Digite de novo, sem mudar nada, a parte do trecho sobre a isenção do IRPJ e da CSLL que vai de "Ora, se a União" até "sua literalidade expressa.".

_Trecho escolhido_:
○ ○ ○

Vê-se que no referido dispositivo a União previu a isenção do IRPJ e da CSLL sobre as receitas decorrentes de valores em espécie pagos ou creditados pelos estados e municípios a título de ICMS e ISSQN, no âmbito de programas de outorga de crédito voltados ao estímulo à solicitação de documento fiscal na aquisição de mercadorias e serviços.
Ora, se a União prevê essa isenção no caso do programa acima, sobre outorga de crédito voltados ao estímulo à solicitação de documento fiscal na aquisição de mercadorias e serviços, também há de ser assim no caso de qualquer outro benefício e incentivo destes entes concedidos às pessoas jurídicas, não havendo razão de ser para que a norma só se restrinja à sua literalidade expressa.

○ ○ ○

_Dados extraídos_:

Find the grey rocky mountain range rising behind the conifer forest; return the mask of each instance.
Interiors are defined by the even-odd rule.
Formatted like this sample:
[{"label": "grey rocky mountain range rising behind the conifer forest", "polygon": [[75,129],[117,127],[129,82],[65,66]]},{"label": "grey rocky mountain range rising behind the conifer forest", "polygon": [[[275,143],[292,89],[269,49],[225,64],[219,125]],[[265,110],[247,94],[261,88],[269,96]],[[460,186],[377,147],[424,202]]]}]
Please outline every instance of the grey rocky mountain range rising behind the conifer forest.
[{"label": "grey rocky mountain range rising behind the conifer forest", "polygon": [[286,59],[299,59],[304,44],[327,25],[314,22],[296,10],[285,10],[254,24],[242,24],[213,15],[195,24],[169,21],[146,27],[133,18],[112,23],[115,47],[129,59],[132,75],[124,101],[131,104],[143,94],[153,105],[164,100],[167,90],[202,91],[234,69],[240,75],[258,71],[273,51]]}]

○ ○ ○

_Sua resposta_:
Ora, se a União prevê essa isenção no caso do programa acima, sobre outorga de crédito voltados ao estímulo à solicitação de documento fiscal na aquisição de mercadorias e serviços, também há de ser assim no caso de qualquer outro benefício e incentivo destes entes concedidos às pessoas jurídicas, não havendo razão de ser para que a norma só se restrinja à sua literalidade expressa.